• **Directive**
Only the lines from the one containing "Where can the concrete" to the end of the entries should be written out, each exactly as it stands, both ends included.
____
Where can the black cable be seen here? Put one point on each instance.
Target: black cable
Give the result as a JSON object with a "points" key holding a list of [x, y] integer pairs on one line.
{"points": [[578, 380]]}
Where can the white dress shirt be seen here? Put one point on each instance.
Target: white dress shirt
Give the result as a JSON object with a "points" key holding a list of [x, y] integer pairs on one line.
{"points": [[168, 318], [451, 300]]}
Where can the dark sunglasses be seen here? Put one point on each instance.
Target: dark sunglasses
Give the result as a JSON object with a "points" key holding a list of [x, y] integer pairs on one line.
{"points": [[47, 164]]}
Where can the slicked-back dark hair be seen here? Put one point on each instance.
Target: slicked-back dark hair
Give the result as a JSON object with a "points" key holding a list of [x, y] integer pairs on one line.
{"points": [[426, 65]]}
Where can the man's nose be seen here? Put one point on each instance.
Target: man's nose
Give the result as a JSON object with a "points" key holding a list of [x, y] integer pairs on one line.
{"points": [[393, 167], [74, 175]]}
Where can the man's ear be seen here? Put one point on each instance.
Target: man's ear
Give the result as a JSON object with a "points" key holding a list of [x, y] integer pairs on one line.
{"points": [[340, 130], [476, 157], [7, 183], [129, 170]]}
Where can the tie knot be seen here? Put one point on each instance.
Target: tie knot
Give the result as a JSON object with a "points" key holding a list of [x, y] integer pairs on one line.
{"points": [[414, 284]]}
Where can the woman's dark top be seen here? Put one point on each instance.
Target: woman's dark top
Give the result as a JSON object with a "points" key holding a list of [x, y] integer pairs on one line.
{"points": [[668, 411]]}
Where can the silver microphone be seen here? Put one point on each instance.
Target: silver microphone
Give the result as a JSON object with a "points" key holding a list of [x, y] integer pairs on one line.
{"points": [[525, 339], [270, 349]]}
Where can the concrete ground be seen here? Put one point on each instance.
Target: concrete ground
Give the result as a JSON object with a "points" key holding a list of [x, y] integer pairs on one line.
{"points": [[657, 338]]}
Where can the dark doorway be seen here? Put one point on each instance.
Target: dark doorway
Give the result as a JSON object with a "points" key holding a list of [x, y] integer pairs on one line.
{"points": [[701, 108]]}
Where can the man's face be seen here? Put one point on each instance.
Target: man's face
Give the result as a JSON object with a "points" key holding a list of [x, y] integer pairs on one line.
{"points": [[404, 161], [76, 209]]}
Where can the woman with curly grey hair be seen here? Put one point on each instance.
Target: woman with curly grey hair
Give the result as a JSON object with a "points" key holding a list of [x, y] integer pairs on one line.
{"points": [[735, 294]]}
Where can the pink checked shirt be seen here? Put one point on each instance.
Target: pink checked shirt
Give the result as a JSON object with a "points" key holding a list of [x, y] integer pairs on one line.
____
• **Exercise answer**
Where can the concrete ground be seen here? Put one point on each instance.
Target: concrete ground
Give the result as a JSON object with a "points" key holding a list of [x, y] integer pairs on one line.
{"points": [[657, 338]]}
Where can the dark doorway be seen here? Put one point on each instance.
Target: dark doorway
Give the result as a JSON object with a "points" key holding a list of [x, y] integer pairs on one line.
{"points": [[701, 108]]}
Where can the man's face be seen here? Put one point on each instance.
Target: man's face
Give the result as a JSON object with a "points" key holding a list of [x, y] integer pairs on one line.
{"points": [[404, 161], [76, 209]]}
Where can the woman with curly grey hair be seen here? Put one point on each instance.
Target: woman with curly grey hair
Give the result as a JSON object with a "points" key holding a list of [x, y] integer pairs on one line.
{"points": [[735, 294]]}
Where can the pink checked shirt be seen here? Put one point on each instance.
Target: pink checked shirt
Give the result as a JSON object with a "points" key holding a list of [x, y] integer pairs on one line.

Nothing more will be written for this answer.